What to work on –
In the material below, identify each line bearing the word "leather". Reproduce those lines.

━━ Entries provided ━━

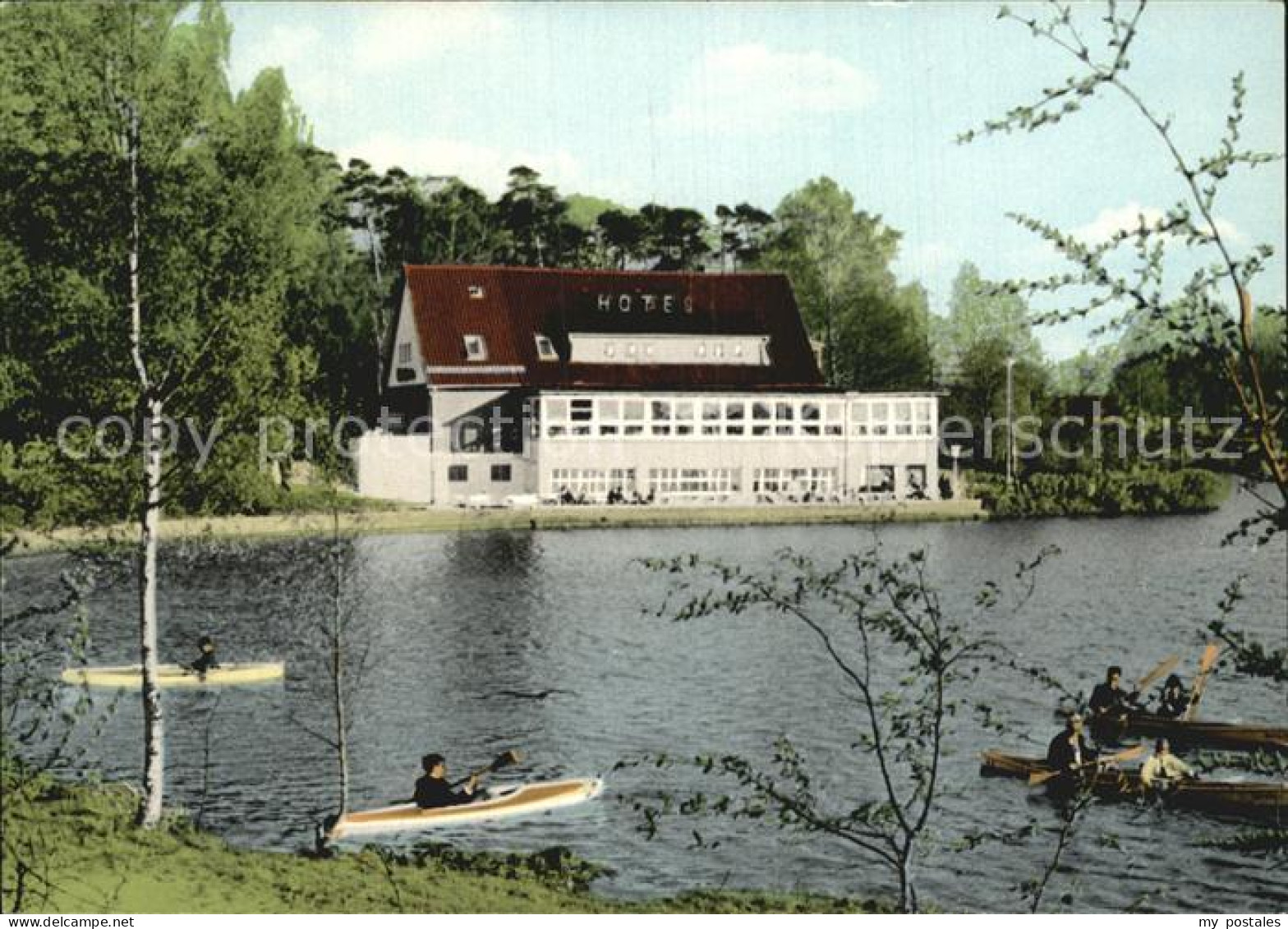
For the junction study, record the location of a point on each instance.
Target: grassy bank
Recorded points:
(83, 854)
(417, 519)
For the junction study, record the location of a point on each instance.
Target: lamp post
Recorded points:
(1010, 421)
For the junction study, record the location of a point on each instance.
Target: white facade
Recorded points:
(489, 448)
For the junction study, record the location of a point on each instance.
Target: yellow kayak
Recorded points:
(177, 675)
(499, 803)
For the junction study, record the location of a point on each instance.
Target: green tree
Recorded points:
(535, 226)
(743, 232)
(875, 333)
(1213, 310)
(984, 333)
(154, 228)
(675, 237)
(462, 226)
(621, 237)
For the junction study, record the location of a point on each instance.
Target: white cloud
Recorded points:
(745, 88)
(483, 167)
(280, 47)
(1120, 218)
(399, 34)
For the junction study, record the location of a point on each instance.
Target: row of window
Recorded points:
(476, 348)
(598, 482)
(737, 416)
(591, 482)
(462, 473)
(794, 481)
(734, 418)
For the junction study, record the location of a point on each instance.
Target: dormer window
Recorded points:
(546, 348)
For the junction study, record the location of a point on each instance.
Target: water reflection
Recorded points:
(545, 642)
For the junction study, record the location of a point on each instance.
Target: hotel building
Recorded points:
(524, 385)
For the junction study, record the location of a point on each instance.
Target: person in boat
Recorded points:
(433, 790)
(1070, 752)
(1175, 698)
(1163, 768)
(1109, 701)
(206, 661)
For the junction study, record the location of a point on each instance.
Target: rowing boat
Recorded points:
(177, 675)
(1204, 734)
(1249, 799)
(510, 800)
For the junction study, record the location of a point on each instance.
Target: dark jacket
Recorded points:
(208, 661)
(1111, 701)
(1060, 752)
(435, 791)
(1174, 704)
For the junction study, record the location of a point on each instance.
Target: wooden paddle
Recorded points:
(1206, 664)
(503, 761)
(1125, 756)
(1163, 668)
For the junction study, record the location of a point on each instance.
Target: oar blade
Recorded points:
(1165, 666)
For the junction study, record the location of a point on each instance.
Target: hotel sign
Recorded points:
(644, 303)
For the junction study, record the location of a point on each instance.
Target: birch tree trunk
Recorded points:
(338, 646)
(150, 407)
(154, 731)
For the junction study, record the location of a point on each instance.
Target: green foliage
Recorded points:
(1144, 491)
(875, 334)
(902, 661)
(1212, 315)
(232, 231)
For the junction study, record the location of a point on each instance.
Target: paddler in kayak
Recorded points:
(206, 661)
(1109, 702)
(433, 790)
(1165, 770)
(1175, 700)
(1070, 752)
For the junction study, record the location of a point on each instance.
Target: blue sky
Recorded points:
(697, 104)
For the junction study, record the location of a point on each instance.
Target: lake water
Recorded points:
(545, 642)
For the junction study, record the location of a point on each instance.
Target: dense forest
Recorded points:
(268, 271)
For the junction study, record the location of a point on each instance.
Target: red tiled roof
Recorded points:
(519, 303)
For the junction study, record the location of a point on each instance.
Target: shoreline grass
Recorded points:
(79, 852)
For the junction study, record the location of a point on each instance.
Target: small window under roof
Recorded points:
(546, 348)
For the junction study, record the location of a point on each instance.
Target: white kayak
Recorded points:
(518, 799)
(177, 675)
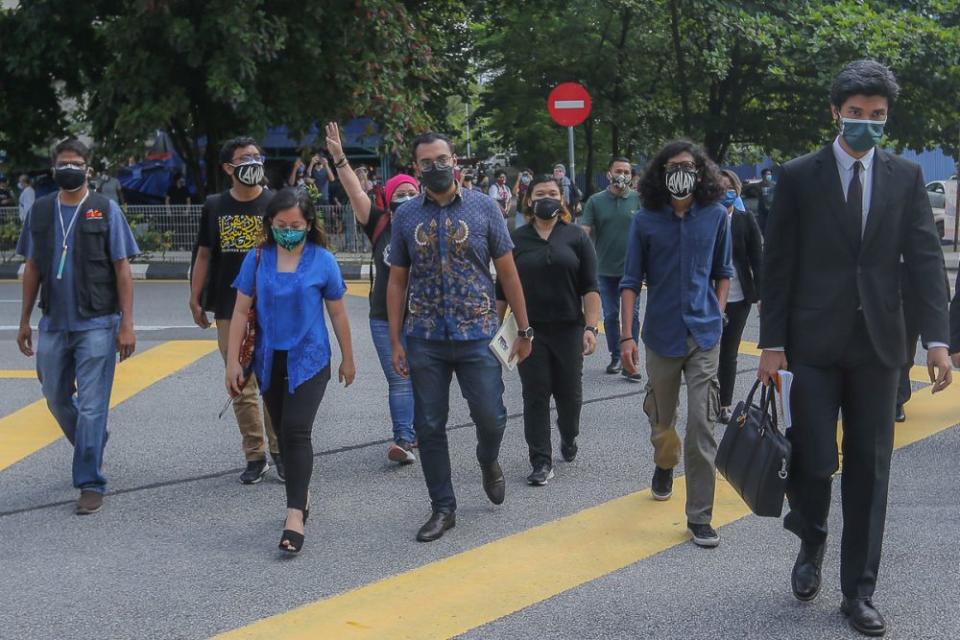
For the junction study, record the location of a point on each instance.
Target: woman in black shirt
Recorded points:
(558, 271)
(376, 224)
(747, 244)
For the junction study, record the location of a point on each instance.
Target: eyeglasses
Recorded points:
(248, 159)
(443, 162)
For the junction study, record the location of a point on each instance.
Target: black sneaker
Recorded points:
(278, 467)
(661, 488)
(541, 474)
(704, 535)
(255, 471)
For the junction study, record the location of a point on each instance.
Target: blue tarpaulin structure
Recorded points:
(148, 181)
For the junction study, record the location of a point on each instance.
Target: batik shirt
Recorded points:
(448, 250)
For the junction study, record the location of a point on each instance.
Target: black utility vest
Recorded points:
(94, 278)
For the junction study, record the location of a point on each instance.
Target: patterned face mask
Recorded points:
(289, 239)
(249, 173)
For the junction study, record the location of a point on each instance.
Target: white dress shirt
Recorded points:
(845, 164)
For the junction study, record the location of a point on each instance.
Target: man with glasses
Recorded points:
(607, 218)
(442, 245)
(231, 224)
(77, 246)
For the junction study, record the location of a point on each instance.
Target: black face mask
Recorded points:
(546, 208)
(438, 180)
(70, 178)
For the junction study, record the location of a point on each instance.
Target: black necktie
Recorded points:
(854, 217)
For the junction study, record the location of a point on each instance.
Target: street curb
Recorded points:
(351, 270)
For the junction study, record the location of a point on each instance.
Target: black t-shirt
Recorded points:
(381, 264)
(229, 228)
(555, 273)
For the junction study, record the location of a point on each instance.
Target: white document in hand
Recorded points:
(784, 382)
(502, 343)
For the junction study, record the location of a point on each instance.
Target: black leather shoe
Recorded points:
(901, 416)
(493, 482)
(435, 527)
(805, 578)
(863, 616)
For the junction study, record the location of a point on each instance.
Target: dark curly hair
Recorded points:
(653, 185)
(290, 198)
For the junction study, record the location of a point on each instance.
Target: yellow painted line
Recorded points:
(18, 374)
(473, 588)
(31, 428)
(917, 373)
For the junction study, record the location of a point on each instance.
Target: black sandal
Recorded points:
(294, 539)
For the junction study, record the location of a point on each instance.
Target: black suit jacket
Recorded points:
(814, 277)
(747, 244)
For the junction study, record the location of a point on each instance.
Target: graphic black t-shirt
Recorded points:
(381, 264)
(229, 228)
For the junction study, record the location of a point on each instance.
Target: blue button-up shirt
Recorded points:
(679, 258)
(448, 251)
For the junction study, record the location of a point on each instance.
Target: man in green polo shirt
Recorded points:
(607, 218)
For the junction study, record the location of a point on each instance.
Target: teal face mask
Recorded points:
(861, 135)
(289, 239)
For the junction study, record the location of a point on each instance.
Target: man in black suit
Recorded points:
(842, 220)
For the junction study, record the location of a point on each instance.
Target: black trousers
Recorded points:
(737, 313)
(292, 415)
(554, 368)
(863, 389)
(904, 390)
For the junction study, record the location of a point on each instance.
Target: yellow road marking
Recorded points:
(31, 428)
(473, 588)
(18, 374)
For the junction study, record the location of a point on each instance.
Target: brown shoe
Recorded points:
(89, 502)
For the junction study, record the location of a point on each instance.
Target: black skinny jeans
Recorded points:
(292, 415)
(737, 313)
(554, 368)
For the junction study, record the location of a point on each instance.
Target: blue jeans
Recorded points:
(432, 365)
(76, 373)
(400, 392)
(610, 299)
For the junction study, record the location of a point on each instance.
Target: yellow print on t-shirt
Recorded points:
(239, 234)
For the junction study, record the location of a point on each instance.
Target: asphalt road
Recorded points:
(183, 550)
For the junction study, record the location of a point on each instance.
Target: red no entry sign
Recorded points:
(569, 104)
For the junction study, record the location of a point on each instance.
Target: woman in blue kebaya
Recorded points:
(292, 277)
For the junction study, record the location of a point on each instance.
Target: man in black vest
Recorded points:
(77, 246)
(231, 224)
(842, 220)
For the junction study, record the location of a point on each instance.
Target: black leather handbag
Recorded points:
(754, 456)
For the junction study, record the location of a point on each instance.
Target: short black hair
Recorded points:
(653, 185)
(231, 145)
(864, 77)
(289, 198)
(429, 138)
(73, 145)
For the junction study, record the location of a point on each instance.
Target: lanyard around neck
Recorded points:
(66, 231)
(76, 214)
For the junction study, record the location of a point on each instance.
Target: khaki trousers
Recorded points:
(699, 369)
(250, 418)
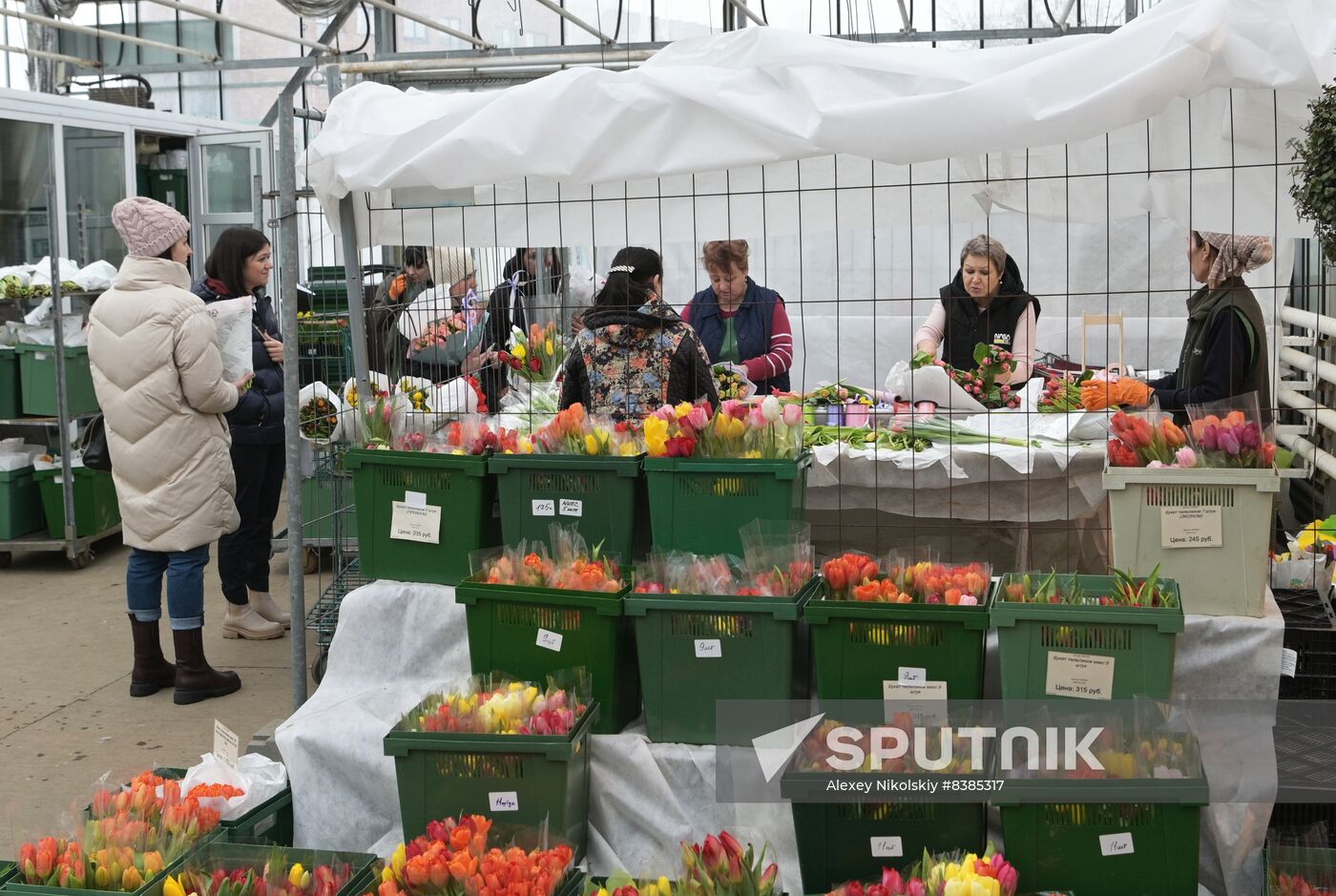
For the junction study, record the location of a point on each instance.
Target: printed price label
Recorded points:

━━━

Response to this task –
Target: black leather shoe
Target: black leather handbag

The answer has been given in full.